**原文抜粋**
::::::
2024-08-24 02:59:27 | 映画:フランス映画
 稀代の二枚目、フランスの俳優アラン・ドロン(Alain Delon、1935-2024年)が、去る8月18日に亡くなった。88歳だった。
 個人的好みを踏まえて言うと、アラン・ドロンは私が生きてきた世代のなかで最もハンサムな男だった。彼の前の世代の、同じフランス人の色男、ジェラール・フィリップ(Gérard Philipe、1922-1959年)と入れ替わるように、A・ドロンは登場した。
 数多くの映画に出演・主演し、数多くの女性と浮名を流した。

 アラン・ドロンを世界的に一躍有名にしたのは、1960年公開されたルネ・クレマン監督の映画「太陽がいっぱい」(Plein soleil)である。
 地中海の港町を舞台に、浅はかな野望を持つ貧しい若い男(アラン・ドロン)の前にいるのは、贅沢な遊び人の男(モーリス・ロネMaurice Ronet)とその美しい恋人(マリー・ラフォレMarie Laforêt)。
 青い空と波に漂う、欲望が生み出す嫉妬と計略。眩しい陽が照らすヨットの上での情事と殺人。ニーノ・ロータの哀愁を帯びた音楽が青い空と波間に流れる。
::::::
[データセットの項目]
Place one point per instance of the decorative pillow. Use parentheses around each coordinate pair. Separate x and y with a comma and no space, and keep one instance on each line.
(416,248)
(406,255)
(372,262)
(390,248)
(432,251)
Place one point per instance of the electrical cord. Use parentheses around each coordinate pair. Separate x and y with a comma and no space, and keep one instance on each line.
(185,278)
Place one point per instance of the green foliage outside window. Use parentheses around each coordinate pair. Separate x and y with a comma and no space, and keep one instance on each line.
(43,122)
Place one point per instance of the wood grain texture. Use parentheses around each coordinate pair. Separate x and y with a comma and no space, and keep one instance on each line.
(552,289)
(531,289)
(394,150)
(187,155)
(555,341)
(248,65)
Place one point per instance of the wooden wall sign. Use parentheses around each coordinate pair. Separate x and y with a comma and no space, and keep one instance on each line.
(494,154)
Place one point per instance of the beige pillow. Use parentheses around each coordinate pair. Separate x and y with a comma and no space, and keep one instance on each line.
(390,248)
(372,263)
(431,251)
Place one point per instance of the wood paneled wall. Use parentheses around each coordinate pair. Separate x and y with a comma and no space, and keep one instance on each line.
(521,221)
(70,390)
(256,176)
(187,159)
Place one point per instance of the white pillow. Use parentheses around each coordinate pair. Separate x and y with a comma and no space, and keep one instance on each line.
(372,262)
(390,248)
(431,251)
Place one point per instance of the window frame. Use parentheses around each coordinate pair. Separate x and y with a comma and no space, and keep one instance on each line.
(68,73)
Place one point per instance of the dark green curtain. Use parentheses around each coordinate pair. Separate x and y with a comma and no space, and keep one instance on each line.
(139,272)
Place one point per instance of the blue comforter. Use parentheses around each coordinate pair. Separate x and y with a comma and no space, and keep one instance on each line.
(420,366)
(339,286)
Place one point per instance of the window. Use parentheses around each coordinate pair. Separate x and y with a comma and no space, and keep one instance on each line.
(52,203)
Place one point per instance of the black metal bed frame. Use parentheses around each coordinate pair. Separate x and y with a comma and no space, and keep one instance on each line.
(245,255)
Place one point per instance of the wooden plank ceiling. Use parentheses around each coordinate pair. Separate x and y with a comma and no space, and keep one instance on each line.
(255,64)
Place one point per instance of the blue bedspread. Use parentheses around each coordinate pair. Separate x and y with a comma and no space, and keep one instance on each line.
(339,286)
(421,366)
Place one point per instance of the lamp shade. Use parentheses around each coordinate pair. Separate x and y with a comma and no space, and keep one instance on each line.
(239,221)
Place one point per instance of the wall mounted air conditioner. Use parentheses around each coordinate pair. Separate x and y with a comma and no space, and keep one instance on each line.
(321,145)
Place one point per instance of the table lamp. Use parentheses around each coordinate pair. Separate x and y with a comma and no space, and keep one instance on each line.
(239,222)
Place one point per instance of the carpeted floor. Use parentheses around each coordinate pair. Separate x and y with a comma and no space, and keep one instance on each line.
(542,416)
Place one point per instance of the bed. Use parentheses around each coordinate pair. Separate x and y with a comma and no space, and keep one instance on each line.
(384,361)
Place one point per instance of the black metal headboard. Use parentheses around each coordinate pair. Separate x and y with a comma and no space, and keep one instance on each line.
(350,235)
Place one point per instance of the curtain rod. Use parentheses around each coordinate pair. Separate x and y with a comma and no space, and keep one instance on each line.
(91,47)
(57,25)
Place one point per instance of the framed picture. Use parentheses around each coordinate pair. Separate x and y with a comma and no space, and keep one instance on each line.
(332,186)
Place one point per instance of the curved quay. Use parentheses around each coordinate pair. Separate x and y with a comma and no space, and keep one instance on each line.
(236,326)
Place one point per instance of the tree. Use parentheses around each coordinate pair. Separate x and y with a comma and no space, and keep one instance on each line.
::::::
**設問**
• 1. データセットの行のうち、「Place one point per instance of the curved」を含む行から末尾の行までを、両端の行も含めて一字一句そのまま書き写してもらえますか？
• 2. アラン・ドロンを悼む文章の最後の一文に続けて、その先を書き継いでもらえますか？

**記述解答**
• 1.
Place one point per instance of the curved quay. Use parentheses around each coordinate pair. Separate x and y with a comma and no space, and keep one instance on each line.
(236,326)
Place one point per instance of the tree. Use parentheses around each coordinate pair. Separate x and y with a comma and no space, and keep one instance on each line.

• 2.
 華と哀愁のある美男子のスターの誕生だった。

 ※「太陽がいっぱい」が封切られた1960年は、昭和35年である。第2次世界大戦の戦後傷跡も癒えつつ経済復興のさなかにあった日本は、この年、安保闘争で大揺れしていた。
 そのころ九州の田舎の中校生だった私は、アラン・ドロンの上半身裸でヨットを操る映画ポスターと哀愁を帯びたメロディーは脳裏に残っているが、そのときは映画「太陽がいっぱい」は観ていず、私のヒーローは日活の小林旭の“渡り鳥”であった。「太陽がいっぱい」を観たのは後の再上映館だった。私がリアルタイムでA・ドロンの映画を観たのはジャン=ピエール・メルヴィル監督のフィルム・ノワールと称される「仁義」(1970年)あたりからである。

 *初期アラン・ドロンを彩った女優たち

 アラン・ドロンは、1957年、「女が事件にからむ時」で映画デビュー。1958年に「恋ひとすじに」(Christine)で共演したロミー・シュナイダー(Romy Schneider)と同棲し婚約するも、1963年に破棄することになる。
 別れた後も二人の交友は続き、1968年、A・ドロンの手引きで「太陽が知っている」で再び共演を果たしている。

 1959年、「太陽がいっぱい」が封切られる前年であるが、アラン・ドロンの主演した「お嬢さん、お手やわらかに!」(Faibles Femmes)がフランスで大ヒットする。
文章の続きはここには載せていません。